Photo-based point labeling data:

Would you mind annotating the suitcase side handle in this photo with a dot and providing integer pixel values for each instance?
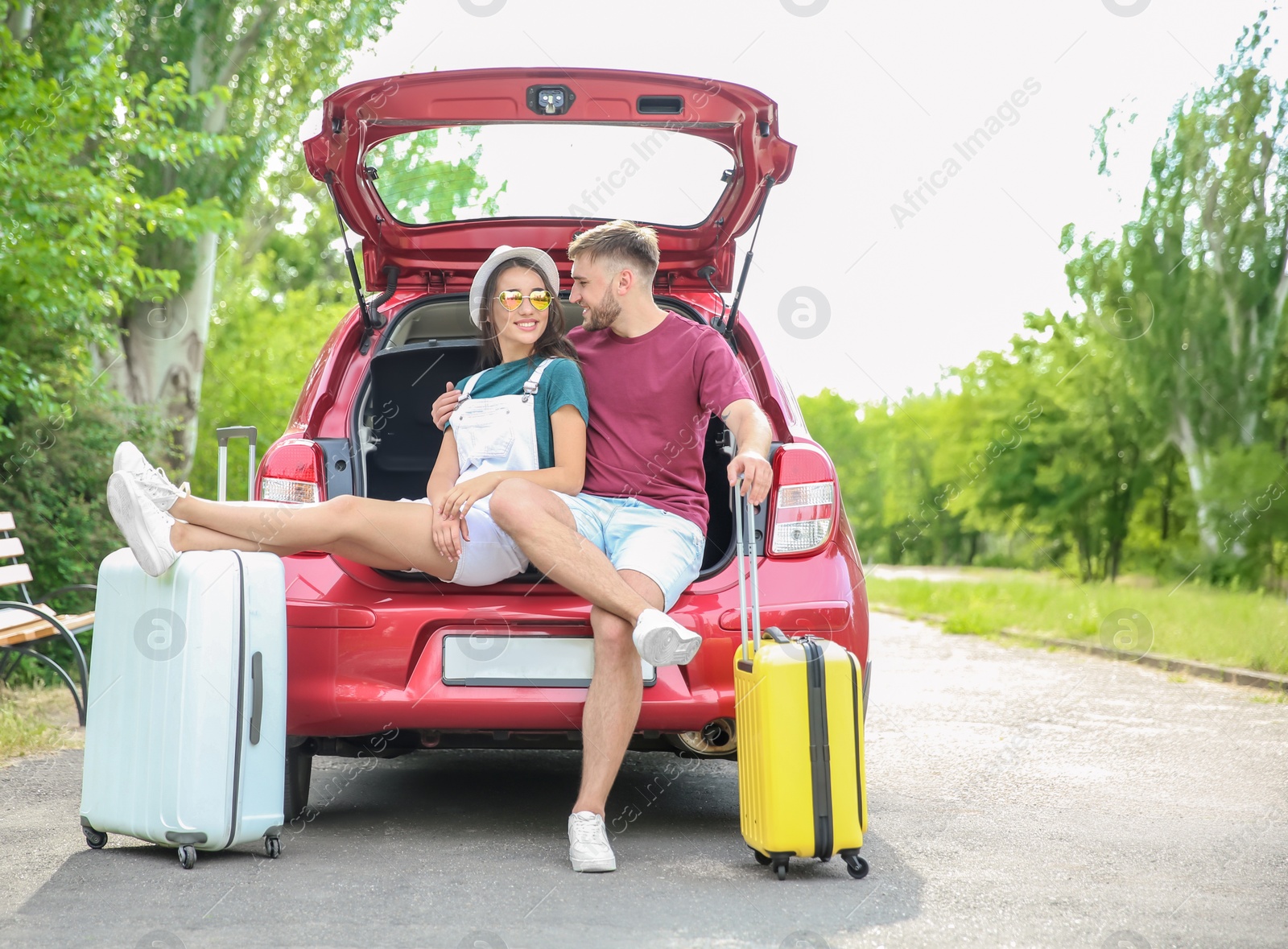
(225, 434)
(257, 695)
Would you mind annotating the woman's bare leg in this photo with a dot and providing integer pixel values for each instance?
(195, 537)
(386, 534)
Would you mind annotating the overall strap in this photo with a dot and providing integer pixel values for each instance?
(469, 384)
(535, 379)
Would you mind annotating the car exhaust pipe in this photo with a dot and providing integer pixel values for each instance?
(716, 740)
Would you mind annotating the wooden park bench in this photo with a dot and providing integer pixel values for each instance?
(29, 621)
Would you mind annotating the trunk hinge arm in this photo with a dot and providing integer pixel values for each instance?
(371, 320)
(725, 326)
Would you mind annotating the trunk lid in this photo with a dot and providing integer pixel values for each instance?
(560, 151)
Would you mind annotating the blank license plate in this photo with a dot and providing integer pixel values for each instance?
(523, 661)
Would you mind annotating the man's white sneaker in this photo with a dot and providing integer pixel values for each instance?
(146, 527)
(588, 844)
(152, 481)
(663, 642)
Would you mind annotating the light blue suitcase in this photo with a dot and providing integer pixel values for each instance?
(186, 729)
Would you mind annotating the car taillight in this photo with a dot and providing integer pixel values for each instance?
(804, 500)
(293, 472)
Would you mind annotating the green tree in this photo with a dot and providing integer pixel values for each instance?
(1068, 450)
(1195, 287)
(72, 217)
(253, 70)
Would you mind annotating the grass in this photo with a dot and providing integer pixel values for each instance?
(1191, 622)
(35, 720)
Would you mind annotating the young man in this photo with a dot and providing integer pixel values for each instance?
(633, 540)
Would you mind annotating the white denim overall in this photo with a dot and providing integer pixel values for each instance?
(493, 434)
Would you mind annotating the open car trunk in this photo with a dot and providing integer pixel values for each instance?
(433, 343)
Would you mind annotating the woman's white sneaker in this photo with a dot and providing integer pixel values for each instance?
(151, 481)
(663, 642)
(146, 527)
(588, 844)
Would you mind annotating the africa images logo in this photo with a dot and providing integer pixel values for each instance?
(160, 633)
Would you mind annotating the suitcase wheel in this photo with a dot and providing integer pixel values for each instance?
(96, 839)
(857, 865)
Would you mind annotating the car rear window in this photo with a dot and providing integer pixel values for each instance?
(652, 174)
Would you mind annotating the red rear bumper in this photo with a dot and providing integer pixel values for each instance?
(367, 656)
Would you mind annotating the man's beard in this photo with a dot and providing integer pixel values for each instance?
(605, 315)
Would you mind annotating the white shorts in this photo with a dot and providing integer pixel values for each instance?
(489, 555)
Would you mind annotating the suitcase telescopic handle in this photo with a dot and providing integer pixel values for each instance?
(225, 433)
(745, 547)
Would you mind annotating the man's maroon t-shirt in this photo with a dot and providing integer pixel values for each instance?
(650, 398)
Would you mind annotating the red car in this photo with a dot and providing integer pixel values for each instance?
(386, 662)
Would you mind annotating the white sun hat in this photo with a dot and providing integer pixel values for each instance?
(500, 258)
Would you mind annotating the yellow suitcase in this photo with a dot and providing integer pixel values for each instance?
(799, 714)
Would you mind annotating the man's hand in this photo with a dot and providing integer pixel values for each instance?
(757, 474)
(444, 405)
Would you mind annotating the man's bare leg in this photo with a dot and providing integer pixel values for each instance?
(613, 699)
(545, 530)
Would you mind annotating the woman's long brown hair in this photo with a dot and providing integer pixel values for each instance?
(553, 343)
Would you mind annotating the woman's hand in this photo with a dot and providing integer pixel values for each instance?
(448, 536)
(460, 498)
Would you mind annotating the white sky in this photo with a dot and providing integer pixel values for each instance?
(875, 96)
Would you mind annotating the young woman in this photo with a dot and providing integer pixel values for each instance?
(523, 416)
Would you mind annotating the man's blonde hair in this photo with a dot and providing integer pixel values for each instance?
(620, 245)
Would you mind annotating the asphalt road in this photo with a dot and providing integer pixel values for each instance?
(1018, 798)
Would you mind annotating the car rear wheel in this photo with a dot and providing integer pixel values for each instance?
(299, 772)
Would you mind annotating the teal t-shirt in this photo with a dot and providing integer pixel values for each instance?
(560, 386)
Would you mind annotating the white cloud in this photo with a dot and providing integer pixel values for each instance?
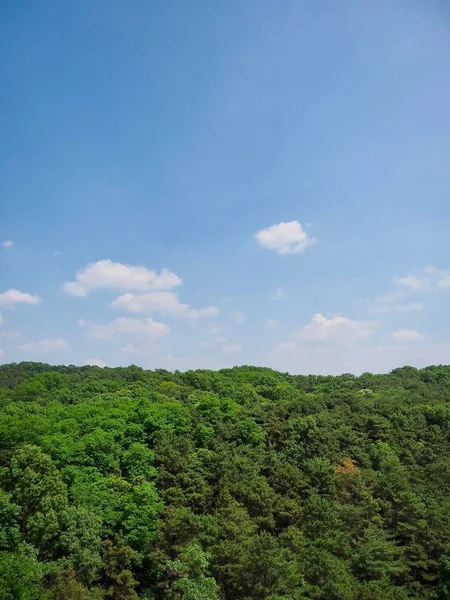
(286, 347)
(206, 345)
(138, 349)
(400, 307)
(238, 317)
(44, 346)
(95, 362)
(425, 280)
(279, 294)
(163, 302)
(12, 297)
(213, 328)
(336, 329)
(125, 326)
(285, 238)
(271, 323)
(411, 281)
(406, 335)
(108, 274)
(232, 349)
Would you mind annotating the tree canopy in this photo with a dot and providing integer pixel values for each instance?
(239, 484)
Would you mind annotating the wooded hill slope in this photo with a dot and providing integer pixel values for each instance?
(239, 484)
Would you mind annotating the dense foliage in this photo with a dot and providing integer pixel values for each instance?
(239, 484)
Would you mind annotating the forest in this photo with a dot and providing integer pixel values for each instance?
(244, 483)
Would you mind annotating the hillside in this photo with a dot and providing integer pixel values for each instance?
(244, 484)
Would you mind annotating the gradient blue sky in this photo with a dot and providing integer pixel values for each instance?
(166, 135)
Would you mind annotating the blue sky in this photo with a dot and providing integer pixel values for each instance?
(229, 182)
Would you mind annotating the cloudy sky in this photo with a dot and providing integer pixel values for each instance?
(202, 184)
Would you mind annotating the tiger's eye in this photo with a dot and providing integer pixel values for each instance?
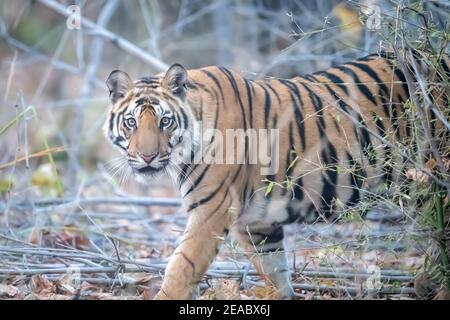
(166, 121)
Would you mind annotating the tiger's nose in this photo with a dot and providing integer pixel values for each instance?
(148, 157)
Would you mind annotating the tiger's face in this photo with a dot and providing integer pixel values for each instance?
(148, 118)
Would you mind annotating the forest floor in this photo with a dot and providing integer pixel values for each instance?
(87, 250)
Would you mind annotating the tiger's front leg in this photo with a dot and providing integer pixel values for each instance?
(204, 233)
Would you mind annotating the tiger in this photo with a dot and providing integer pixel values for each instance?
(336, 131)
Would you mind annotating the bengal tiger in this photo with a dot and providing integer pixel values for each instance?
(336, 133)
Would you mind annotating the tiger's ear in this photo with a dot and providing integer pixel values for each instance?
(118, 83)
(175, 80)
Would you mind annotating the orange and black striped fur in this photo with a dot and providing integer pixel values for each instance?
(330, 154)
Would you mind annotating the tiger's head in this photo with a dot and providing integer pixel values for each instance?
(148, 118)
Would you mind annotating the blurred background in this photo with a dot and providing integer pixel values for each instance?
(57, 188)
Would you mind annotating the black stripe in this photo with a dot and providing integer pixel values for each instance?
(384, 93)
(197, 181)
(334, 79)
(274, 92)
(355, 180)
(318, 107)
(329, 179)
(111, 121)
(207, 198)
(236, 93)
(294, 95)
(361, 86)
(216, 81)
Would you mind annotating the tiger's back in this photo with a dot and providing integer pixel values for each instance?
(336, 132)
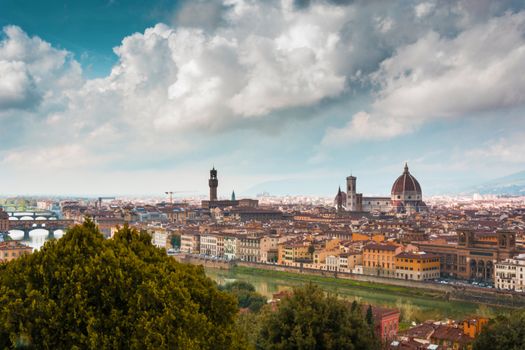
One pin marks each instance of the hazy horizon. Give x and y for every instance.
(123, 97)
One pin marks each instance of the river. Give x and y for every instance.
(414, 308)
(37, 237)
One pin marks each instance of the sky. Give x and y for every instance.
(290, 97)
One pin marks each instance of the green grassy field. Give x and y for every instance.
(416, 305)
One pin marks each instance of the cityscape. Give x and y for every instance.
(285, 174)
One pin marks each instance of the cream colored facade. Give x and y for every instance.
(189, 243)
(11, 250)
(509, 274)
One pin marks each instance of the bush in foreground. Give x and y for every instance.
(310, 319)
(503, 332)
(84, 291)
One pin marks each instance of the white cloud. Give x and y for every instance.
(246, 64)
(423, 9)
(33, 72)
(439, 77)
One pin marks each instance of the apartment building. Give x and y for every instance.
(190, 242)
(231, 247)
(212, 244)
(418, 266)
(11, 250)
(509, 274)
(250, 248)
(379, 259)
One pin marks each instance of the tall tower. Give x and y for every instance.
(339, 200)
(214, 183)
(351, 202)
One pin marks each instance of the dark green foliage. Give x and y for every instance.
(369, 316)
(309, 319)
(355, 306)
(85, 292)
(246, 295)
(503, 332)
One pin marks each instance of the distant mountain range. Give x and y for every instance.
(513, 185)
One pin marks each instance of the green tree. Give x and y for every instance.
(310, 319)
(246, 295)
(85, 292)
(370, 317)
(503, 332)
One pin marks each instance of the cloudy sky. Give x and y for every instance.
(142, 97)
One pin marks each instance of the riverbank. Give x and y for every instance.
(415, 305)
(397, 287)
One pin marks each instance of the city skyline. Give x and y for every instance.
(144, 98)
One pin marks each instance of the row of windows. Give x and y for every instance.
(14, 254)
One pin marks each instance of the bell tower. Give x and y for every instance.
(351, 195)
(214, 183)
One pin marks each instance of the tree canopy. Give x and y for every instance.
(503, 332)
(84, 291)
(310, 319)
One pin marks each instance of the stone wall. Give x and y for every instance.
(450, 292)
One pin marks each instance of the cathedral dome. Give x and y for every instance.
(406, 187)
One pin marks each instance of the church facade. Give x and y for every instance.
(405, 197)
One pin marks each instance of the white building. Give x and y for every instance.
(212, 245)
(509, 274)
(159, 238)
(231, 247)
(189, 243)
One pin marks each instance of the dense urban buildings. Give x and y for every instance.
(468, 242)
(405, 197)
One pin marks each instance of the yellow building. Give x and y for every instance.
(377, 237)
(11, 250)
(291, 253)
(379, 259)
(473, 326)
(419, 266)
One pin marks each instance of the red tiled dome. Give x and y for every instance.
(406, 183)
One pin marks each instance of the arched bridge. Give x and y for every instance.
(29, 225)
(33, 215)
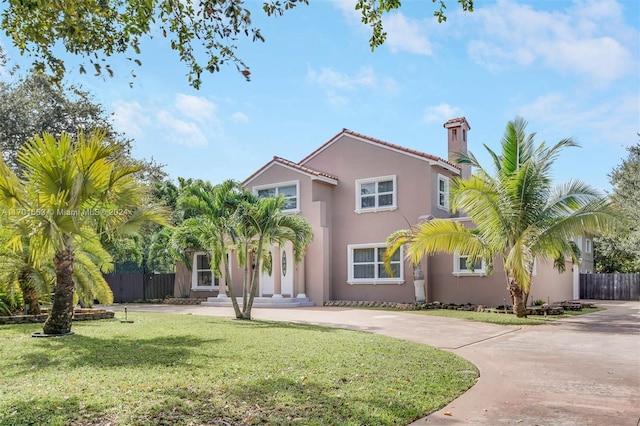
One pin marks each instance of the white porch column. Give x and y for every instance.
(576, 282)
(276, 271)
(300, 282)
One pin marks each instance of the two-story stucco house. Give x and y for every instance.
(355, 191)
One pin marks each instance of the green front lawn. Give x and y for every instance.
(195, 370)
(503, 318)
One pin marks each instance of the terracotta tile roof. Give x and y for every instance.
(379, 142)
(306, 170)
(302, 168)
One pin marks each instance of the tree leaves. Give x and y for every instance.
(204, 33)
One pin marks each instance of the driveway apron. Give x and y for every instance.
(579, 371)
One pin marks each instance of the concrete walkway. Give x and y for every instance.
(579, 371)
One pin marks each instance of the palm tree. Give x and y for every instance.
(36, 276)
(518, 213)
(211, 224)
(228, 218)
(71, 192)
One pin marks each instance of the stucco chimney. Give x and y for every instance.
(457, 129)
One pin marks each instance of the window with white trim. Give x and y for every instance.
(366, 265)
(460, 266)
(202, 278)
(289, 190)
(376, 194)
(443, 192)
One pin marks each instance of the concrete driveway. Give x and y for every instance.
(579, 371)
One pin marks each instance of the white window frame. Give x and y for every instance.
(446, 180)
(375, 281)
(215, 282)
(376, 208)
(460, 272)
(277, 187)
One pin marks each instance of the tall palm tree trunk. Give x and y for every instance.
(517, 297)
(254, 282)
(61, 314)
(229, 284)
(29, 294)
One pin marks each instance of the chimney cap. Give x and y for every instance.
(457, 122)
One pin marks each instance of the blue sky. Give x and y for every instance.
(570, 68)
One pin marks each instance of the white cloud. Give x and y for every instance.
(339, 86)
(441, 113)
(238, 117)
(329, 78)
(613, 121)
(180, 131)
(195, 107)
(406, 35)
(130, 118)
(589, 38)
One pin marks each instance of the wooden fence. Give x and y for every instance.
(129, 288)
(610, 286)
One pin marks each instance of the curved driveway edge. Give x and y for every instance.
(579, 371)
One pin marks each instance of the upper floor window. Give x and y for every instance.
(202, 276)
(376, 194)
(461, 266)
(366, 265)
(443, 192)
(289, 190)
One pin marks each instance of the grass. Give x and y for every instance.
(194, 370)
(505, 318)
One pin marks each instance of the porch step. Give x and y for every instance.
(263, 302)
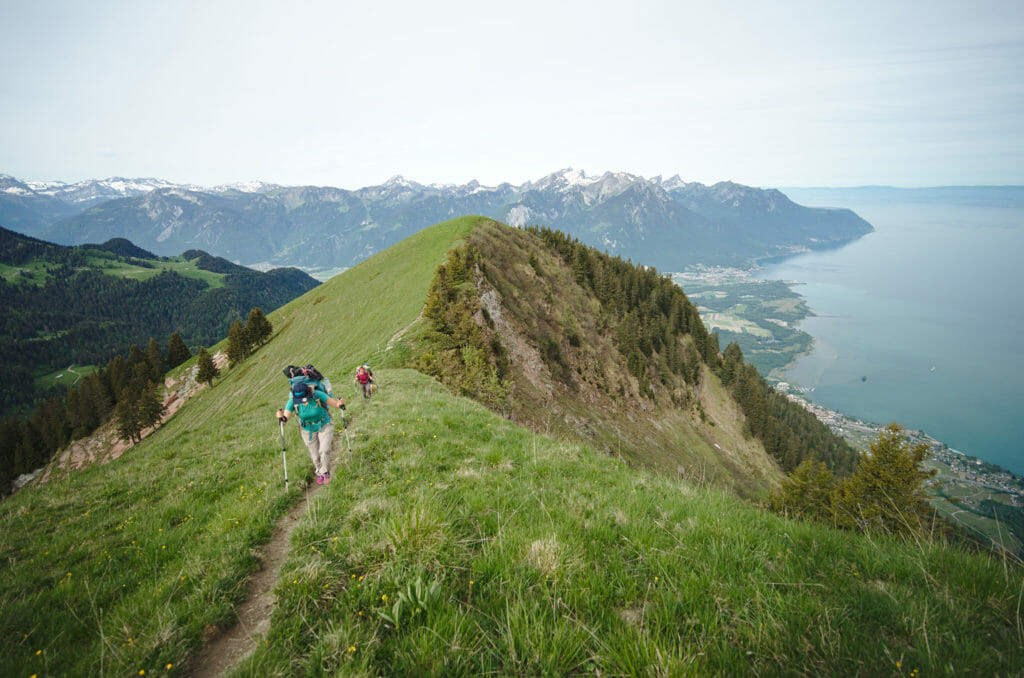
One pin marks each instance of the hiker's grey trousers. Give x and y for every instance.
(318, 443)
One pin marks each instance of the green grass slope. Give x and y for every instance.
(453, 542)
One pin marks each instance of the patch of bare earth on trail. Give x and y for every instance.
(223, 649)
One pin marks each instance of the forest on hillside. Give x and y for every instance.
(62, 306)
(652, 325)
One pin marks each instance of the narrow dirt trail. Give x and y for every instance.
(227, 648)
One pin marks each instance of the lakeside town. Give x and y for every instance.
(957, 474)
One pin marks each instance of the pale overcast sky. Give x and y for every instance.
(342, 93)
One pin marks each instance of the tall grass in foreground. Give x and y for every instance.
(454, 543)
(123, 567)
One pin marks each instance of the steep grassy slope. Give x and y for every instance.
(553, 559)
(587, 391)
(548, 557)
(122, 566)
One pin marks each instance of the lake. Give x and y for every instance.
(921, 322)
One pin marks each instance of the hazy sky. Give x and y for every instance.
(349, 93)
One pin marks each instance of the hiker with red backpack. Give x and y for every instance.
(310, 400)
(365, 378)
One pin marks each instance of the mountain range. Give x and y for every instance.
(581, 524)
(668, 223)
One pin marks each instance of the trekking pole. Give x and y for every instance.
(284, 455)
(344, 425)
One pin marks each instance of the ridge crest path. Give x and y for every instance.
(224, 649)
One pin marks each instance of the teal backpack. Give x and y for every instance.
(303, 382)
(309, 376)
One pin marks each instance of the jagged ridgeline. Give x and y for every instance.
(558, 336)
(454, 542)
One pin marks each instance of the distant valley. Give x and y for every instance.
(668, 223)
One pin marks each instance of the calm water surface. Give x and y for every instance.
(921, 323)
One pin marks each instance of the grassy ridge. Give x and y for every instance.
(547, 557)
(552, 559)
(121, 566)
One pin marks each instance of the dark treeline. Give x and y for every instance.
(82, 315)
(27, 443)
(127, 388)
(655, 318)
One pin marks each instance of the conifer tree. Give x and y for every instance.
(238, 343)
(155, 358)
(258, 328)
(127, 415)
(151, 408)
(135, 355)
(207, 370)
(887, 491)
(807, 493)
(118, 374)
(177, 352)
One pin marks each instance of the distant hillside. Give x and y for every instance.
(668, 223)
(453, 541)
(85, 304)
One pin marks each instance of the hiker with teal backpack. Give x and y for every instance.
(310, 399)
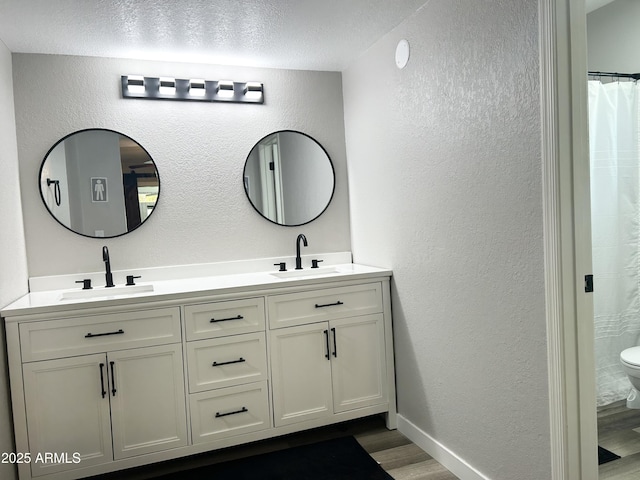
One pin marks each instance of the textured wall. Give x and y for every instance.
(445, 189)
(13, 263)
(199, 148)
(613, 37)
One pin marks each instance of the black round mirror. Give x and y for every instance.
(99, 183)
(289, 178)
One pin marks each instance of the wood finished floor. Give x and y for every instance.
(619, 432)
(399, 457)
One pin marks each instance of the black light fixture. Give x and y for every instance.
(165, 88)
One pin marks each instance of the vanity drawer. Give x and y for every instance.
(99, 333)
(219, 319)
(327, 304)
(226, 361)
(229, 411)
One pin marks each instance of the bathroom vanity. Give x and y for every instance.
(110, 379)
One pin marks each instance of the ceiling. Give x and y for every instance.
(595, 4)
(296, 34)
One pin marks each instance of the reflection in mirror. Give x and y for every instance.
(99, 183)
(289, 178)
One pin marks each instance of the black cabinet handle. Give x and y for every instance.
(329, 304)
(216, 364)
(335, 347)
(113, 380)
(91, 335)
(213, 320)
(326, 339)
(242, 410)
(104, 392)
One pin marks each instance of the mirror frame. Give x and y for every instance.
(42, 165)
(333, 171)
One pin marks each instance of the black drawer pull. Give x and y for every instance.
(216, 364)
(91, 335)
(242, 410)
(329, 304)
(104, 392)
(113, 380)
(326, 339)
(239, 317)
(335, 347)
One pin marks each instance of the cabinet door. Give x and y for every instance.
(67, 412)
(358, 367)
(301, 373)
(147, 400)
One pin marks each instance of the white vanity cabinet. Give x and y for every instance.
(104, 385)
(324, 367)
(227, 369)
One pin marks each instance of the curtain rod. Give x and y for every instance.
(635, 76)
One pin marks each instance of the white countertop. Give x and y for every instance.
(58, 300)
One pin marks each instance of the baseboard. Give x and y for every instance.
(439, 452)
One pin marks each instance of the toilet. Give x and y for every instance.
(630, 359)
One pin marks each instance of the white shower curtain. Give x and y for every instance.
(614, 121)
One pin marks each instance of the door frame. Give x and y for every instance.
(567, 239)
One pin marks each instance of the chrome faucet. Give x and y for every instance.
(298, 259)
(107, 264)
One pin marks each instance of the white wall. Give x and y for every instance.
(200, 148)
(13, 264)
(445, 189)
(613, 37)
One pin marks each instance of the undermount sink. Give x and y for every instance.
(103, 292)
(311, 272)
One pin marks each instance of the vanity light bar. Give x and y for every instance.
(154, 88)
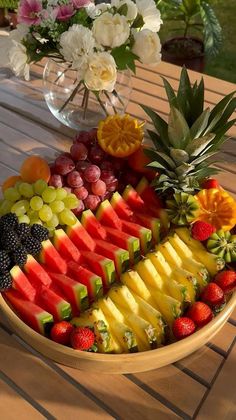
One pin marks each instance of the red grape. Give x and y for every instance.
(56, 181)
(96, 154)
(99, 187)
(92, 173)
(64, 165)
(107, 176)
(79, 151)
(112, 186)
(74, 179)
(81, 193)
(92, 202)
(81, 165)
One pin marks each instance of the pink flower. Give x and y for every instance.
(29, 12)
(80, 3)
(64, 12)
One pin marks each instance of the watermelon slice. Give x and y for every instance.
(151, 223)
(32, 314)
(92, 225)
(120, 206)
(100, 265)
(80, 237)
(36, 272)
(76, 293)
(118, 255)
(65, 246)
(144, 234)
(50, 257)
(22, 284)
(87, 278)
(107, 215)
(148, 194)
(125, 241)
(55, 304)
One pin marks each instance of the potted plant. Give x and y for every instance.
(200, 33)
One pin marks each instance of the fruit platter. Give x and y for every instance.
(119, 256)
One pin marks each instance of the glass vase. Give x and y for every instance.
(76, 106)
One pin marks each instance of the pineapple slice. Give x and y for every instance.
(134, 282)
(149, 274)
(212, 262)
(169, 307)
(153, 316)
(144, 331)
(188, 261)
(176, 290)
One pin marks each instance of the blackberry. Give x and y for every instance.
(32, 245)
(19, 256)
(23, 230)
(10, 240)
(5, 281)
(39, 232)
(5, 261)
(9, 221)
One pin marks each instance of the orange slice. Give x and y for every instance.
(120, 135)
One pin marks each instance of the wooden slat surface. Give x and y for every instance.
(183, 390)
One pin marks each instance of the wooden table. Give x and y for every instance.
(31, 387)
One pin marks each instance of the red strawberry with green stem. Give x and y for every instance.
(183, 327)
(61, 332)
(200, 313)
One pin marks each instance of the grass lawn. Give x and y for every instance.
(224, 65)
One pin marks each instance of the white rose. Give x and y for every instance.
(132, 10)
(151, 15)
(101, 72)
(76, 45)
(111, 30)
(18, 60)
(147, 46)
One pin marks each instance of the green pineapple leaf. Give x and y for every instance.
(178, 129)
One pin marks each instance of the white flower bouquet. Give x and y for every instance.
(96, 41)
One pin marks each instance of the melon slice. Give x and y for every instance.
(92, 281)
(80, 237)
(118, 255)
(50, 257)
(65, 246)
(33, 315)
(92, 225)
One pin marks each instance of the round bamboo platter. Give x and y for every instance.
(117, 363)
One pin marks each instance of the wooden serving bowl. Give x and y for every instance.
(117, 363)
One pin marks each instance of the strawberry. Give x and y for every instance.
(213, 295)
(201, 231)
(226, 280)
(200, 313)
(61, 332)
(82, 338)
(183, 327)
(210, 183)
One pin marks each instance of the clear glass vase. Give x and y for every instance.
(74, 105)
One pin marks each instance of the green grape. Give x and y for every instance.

Exercise requirements: Produce an exact copy of the lines from the one containing "One pin marks each instance of the blackberry." through the last line, and of nothing else.

Full answer:
One pin marks each instance of the blackberry. Give x and y for every instance.
(32, 245)
(19, 256)
(23, 230)
(10, 240)
(5, 281)
(39, 232)
(5, 261)
(9, 221)
One pin marks each instance of the orange slice. Give x and y for every instance.
(120, 135)
One pin marks each instance of the wooden slat surface. Give x and y for every instance.
(183, 390)
One pin marks each instance of the wooden table. Give x and y for every instance.
(31, 387)
One pin marks each instance of the red strawberry with green stem. Give x and y for every instance.
(183, 327)
(61, 332)
(200, 313)
One pin marks each instance of the grass lawn. Give x and y for every instance.
(224, 65)
One pin marks each instance of the white rose. Give x and y for every instance.
(132, 10)
(151, 15)
(101, 72)
(76, 45)
(111, 30)
(18, 60)
(147, 46)
One pin marks each instance of the green pineapple leaf. Give x and y for every instance.
(178, 129)
One pin marks each instance of the white flower bouquet. Give x and y for every instance.
(96, 41)
One pin marks each instance of the melon slice. Give x and y for every instance.
(92, 281)
(80, 237)
(118, 255)
(50, 257)
(65, 246)
(33, 315)
(92, 225)
One pin marks each instance of the round bamboo platter. Give x and y for every instance.
(117, 363)
One pin marks each instance of the wooden serving bowl. Give x and y for every instance.
(117, 363)
One pin marks each instance of the strawberry. Give x and y for every instance.
(213, 295)
(201, 231)
(226, 280)
(200, 313)
(61, 332)
(82, 338)
(183, 327)
(210, 183)
One pin marks each instance of the clear glass vase. Give x and y for every instance.
(74, 105)
One pin marks each instance of the green grape. Give x and y for every instance.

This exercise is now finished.